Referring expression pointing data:
----------

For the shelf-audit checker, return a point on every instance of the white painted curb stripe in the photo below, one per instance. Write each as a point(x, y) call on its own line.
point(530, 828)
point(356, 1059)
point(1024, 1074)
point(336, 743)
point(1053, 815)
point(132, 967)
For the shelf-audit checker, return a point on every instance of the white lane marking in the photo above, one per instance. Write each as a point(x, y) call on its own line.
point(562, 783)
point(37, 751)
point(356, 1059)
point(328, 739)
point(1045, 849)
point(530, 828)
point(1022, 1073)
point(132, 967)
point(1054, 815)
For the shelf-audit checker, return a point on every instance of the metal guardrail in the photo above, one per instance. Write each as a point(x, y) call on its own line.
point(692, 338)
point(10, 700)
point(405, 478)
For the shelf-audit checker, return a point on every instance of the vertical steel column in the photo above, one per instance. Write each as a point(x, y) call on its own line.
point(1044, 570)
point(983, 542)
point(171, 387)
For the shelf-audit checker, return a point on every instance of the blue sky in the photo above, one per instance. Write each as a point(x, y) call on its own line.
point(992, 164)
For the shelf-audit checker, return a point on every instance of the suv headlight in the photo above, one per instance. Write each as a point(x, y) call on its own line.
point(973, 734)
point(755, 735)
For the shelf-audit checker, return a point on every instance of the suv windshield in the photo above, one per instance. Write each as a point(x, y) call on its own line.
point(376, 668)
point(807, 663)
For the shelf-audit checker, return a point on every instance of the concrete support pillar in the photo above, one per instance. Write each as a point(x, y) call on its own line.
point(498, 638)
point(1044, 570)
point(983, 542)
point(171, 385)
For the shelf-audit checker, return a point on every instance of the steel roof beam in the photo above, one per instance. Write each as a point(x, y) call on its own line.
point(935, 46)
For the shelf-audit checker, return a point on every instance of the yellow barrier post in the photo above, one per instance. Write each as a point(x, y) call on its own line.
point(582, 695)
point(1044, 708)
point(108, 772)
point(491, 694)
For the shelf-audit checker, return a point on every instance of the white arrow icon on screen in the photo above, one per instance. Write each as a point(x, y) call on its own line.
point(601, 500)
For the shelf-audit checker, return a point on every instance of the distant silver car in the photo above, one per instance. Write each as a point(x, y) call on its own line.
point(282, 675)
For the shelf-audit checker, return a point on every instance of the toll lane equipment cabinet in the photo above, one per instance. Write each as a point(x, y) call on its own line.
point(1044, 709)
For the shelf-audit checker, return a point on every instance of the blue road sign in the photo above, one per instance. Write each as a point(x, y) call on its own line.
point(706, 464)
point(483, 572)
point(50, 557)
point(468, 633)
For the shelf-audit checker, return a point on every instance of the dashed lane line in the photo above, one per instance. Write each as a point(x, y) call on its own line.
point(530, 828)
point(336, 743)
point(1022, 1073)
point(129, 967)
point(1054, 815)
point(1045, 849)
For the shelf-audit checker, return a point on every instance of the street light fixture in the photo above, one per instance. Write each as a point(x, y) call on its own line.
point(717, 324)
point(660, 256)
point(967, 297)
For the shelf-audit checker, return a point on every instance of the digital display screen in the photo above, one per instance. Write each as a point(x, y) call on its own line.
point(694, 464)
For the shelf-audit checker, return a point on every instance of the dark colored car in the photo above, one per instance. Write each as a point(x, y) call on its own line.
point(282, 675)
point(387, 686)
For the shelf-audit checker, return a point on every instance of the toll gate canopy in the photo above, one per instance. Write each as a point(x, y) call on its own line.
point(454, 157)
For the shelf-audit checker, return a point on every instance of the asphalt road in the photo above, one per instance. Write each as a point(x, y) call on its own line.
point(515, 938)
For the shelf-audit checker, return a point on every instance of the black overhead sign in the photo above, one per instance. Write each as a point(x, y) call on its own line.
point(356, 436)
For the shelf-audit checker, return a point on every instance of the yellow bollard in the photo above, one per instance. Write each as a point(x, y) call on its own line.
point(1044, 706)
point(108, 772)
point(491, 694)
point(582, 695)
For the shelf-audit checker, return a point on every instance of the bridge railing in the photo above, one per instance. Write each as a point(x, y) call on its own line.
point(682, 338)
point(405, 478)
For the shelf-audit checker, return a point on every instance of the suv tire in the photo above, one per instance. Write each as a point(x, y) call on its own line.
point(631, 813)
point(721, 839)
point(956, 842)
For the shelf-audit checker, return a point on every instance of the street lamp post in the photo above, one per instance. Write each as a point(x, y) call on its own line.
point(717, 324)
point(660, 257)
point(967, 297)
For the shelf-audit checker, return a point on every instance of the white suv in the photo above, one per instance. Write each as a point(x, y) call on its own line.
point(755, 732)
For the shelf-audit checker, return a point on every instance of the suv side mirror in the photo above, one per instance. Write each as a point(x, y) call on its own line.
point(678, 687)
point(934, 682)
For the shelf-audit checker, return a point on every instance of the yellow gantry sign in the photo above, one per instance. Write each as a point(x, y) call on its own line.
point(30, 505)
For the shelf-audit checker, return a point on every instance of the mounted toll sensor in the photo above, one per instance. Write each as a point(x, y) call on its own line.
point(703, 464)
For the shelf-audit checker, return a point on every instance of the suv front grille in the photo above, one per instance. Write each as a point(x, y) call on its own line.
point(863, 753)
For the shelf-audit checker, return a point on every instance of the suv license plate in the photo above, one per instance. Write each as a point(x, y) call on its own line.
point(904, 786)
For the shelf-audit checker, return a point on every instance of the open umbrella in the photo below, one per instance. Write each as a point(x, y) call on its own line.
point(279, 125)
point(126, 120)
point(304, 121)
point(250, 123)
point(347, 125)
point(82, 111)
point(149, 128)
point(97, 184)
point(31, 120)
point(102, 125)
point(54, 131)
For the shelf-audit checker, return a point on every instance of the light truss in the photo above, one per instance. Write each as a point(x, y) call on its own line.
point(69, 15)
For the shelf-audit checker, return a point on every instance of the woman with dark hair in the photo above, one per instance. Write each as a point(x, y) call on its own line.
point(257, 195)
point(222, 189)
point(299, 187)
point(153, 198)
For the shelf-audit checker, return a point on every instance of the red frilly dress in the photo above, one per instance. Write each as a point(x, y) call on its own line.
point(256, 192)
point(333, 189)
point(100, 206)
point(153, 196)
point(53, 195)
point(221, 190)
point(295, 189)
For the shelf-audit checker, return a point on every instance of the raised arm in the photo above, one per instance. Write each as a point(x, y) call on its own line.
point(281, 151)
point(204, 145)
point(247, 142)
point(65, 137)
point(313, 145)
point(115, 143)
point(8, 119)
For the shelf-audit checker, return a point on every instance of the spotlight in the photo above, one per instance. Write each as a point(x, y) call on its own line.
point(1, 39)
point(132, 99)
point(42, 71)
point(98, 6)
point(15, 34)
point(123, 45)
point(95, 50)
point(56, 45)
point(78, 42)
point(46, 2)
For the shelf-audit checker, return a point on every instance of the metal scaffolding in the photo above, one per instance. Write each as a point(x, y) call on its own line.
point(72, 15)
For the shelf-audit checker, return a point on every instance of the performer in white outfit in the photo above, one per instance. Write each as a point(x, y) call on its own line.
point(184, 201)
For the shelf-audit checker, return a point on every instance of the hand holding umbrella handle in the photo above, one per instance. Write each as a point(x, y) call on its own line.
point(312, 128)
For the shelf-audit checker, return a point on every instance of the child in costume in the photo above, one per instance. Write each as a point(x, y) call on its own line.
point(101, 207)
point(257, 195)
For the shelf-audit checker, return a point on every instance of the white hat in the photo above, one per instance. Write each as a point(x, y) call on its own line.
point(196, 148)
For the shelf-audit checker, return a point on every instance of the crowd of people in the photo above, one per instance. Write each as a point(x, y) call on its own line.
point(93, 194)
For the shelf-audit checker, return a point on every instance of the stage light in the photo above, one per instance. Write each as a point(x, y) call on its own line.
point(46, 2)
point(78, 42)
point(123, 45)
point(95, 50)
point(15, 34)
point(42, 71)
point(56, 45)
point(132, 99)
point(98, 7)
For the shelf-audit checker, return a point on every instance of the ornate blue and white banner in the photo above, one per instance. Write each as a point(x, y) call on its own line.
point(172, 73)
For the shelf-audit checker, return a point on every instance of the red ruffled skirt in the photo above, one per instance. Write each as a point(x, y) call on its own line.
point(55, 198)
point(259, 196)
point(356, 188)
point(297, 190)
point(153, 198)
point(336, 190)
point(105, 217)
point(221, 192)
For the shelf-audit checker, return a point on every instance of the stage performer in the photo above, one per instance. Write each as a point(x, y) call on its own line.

----------

# Directions:
Set down no line except those from the one with "the red ruffled" to the last line of the data, inclusive, each exactly as written.

# Answer space:
For the shelf-audit checker, return a point on every instance of the red ruffled skirt in the photo above, one per instance. Write each as a point(x, y) call on its own line.
point(55, 198)
point(259, 196)
point(356, 188)
point(297, 190)
point(153, 198)
point(336, 190)
point(105, 217)
point(221, 192)
For the shelf-audit checker, return a point on every instance of the stage performer in the photo above, one per instance. Write each as a point(x, y) call on its own line.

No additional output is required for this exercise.